Lundi matin, dans une déclaration solennelle sur le perron de Matignon, Sébastien Lecornu a annoncé sa démission du poste de Premier ministre français, acceptée dans la foulée par le Président de la République, Emmanuel Macron. À travers un discours mêlant constat d’échec et avertissement politique, l’ancien chef du gouvernement a justifié son départ par l’impossibilité de bâtir le compromis qu’il appelait de ses vœux depuis sa nomination.
« Les conditions n’étaient plus remplies », a-t-il martelé, expliquant que le renoncement à l’article 49.3 de la Constitution, symbole de sa volonté de redonner la main au Parlement, n’avait pas produit l’électrochoc démocratique espéré. « Cela n’a pas permis ce choc de se dire qu’on peut faire différemment. Les partis politiques continuent d’adopter une posture comme s’ils avaient tous la majorité absolue », a-t-il déploré, dénonçant une culture politique qui n’a pas su évoluer.

Entrées:
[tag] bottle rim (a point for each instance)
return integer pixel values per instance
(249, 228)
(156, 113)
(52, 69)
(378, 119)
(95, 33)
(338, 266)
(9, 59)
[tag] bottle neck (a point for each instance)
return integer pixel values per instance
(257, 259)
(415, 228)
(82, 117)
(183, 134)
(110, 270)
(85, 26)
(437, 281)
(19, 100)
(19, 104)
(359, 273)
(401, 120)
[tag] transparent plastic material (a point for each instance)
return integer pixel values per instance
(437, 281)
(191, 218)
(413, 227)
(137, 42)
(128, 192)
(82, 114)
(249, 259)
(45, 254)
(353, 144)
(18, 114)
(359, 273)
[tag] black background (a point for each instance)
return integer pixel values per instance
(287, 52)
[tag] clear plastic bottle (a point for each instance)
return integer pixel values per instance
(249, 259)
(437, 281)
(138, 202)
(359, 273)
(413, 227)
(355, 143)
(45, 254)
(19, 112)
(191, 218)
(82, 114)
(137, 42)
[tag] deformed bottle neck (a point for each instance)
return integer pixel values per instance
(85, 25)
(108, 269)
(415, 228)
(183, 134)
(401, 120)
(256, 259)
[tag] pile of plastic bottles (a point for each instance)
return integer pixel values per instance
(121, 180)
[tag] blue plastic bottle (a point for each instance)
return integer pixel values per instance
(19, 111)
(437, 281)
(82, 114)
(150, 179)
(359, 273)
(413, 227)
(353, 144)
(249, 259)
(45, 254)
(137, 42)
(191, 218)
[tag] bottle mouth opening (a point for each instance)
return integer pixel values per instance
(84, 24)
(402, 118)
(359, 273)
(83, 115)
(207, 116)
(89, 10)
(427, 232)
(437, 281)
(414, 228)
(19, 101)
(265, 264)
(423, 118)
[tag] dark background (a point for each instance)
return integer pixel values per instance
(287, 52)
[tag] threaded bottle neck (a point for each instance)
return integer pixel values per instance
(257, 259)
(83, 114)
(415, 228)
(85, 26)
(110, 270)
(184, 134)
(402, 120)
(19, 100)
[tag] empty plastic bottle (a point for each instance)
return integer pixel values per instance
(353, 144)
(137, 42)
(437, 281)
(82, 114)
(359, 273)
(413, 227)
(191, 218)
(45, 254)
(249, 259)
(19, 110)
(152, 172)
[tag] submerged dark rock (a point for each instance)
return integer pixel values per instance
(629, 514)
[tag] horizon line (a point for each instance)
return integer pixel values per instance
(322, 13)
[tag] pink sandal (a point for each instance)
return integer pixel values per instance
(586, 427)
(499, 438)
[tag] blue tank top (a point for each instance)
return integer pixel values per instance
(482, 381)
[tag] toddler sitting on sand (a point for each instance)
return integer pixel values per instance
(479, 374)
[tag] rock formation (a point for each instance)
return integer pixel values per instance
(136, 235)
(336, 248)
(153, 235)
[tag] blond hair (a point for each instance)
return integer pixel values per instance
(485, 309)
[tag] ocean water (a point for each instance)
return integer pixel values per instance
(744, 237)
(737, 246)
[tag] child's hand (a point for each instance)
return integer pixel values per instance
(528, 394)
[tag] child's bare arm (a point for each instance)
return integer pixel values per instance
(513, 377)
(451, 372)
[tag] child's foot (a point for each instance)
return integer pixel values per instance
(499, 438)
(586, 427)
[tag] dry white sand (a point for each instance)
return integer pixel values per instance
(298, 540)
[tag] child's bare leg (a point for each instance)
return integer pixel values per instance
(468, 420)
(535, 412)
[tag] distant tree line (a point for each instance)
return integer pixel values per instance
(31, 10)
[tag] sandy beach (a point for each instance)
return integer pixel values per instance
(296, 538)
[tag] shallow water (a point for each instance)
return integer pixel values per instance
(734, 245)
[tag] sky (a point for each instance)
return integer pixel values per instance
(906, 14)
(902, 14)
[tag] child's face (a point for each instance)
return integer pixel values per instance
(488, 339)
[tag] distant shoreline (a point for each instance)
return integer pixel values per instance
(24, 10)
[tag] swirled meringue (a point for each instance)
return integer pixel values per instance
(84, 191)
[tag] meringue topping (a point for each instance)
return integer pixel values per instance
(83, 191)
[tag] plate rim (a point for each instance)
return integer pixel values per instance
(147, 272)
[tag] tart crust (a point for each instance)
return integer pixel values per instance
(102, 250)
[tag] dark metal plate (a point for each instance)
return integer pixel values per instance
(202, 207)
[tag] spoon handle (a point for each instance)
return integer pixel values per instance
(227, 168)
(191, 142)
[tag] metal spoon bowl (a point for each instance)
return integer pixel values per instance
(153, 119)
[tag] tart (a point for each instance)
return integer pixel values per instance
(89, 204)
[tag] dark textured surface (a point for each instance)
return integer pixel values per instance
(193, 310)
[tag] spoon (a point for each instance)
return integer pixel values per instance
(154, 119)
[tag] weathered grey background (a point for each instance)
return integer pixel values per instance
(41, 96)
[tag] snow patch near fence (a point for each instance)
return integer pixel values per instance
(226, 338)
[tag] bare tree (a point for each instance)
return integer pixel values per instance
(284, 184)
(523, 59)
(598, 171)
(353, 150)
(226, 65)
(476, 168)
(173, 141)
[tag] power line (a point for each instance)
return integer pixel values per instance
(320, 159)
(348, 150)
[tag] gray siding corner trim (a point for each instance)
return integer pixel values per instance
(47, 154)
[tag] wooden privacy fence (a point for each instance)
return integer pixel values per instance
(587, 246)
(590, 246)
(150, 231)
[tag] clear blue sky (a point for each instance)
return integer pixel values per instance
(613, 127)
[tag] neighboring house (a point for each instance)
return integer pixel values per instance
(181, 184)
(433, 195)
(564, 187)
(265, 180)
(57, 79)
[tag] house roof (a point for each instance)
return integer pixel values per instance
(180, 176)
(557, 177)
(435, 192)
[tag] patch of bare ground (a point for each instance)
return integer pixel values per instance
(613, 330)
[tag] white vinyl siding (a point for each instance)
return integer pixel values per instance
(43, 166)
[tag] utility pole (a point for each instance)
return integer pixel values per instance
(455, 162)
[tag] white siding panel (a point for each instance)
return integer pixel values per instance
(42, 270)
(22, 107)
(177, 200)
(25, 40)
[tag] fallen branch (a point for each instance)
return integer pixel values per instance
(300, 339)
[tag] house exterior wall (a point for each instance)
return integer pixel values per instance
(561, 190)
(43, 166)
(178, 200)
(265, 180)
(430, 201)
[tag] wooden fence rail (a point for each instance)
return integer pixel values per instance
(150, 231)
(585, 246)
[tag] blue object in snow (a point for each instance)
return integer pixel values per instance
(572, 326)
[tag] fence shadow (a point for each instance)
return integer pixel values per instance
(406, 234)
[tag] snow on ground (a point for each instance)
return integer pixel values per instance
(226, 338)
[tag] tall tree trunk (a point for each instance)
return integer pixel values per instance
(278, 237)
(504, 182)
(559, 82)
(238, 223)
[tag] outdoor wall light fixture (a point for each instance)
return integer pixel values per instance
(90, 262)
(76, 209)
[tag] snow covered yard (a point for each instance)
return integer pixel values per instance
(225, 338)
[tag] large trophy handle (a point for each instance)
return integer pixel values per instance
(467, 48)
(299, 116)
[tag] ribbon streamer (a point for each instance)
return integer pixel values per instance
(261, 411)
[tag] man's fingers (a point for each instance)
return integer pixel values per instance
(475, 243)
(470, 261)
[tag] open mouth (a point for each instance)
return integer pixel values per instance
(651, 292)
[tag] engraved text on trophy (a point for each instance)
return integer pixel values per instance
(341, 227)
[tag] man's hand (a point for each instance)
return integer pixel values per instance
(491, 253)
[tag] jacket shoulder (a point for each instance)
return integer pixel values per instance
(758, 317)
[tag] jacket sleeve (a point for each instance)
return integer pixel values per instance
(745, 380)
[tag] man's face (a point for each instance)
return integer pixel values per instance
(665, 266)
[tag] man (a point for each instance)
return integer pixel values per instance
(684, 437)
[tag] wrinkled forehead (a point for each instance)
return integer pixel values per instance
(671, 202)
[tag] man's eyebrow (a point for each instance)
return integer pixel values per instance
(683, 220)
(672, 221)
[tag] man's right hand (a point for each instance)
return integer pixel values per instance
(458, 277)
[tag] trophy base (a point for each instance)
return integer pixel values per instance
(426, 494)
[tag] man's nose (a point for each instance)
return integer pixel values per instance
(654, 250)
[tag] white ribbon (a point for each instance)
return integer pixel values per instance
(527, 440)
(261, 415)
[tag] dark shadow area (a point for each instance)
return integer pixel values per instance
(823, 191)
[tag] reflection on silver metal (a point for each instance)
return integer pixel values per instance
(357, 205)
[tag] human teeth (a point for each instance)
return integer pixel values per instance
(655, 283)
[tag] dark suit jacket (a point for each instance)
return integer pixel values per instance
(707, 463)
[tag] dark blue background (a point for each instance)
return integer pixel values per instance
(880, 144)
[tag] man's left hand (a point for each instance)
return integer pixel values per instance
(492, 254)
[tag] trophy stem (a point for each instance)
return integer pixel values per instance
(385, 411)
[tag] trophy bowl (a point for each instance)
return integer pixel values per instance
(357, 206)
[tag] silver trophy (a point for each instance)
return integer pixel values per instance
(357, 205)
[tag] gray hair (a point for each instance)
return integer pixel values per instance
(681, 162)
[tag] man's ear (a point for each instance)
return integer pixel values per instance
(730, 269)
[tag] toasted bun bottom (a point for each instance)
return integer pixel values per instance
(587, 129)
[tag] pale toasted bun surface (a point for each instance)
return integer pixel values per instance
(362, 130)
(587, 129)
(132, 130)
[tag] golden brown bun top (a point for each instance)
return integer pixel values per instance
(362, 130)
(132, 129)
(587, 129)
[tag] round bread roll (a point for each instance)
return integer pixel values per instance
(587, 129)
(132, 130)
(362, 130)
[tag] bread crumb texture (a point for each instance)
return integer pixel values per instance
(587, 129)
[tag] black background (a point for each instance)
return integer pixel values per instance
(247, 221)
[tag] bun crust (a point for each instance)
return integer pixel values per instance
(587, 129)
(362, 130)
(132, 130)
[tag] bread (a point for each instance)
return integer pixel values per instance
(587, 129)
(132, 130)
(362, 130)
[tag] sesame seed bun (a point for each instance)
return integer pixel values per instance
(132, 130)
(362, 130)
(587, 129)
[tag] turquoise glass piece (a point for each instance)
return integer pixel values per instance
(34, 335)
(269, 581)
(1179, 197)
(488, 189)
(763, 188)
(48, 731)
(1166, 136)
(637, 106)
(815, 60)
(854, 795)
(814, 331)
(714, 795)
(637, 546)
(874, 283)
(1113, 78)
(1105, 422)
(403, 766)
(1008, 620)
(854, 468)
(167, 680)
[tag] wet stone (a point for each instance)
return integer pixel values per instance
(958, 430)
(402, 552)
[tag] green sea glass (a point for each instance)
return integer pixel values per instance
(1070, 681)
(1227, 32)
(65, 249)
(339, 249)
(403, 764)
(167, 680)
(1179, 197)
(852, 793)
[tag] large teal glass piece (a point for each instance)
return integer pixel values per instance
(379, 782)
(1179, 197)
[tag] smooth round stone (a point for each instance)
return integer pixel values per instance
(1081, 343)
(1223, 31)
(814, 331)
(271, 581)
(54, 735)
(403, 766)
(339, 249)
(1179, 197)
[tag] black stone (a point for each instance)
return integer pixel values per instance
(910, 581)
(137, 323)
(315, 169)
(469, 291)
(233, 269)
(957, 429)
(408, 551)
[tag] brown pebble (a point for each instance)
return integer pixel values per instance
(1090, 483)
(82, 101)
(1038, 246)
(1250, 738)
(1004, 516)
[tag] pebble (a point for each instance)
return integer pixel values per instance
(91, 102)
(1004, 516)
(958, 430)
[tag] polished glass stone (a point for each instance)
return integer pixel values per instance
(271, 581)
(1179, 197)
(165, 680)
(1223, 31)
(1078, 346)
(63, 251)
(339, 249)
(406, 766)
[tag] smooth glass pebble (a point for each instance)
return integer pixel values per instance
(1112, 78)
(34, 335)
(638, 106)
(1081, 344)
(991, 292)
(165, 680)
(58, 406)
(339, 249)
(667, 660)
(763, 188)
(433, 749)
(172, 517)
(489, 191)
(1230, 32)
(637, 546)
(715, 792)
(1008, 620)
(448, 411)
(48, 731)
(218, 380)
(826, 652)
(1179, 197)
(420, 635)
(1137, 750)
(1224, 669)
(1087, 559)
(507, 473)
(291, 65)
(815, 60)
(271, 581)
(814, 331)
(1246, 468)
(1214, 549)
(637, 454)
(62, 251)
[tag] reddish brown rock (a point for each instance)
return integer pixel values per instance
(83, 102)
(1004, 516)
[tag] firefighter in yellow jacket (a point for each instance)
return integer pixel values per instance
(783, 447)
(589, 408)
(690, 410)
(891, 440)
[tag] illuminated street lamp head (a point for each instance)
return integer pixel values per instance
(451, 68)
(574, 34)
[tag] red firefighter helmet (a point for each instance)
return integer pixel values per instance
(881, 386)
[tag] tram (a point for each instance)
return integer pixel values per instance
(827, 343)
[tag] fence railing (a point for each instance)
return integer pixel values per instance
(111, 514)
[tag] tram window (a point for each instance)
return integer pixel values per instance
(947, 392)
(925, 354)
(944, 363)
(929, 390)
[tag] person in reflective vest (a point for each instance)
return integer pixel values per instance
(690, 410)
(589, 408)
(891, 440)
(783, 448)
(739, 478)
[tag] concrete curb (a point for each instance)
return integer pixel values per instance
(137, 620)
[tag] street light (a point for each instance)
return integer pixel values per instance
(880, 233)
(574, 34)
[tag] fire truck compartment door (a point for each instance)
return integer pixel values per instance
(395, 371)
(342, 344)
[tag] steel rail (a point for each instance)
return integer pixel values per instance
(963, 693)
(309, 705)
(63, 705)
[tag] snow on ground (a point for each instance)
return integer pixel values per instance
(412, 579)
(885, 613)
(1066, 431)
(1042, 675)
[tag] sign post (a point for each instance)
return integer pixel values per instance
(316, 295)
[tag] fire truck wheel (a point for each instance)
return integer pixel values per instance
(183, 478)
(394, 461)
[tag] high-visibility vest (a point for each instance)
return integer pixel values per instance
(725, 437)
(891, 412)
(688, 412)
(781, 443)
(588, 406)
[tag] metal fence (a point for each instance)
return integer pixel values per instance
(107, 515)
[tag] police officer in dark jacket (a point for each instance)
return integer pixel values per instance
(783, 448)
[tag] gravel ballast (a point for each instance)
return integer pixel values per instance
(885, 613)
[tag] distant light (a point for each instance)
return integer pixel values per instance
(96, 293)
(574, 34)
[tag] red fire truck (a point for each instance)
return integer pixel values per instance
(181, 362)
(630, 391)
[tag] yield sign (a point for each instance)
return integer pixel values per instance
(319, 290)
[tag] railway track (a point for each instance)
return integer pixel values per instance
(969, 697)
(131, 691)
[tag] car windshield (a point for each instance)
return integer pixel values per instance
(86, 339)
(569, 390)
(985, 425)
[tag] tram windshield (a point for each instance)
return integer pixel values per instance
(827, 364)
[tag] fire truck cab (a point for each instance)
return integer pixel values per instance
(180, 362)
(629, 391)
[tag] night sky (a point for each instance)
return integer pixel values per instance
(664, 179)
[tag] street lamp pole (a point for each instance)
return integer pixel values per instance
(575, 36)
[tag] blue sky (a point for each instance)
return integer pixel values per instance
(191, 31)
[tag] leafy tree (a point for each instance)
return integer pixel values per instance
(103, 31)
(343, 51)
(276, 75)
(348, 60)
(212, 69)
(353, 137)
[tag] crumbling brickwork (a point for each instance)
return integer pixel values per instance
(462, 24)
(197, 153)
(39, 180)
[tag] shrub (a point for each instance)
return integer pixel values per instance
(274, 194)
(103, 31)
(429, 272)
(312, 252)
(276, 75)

Consignes:
[A] Répondez à ces questions sur le texte consacré à la démission de Sébastien Lecornu :
(i) Qui a accepté la démission ?
(ii) Où la déclaration a-t-elle été faite ?
(iii) À quel article de la Constitution Sébastien Lecornu avait-il renoncé ?
[B] Rédigez la suite du texte consacré à la démission de Sébastien Lecornu, en reprenant après sa dernière phrase.

Corrigés:
[A]
(i) Le Président de la République, Emmanuel Macron.
(ii) Sur le perron de Matignon.
(iii) À l'article 49.3.

[B]
Lecornu a insisté sur la rupture qu’a représentée l’abandon de ce recours constitutionnel, utilisé pendant des décennies pour imposer des textes sans vote. « Les formations politiques ont fait mine parfois de ne pas voir le changement, la rupture profonde que représentait le fait de ne pas se servir de l’article 49.3 de la Constitution, c’est-à-dire qu’au fond, il n’y avait plus de prétexte pour une censure préalable », a-t-il observé, regrettant que son geste n’ait pas suscité le sursaut qu’il espérait.
Mais c’est surtout un épisode du week-end qui semble avoir précipité son départ. Dimanche soir, le président des Républicains, Bruno Retailleau, a publiquement remis en cause la participation de son parti au gouvernement à peine celui-ci formé. Lecornu n’a pas cité son nom mais l’a visé sans détour : « Il faut toujours préférer son pays à son parti. Il faut savoir écouter ses militants, mais toujours penser aux Français », a-t-il lancé, laissant entendre que Bruno Retailleau avait cédé à la colère de sa base, notamment sur le retour de Bruno Le Maire au gouvernement.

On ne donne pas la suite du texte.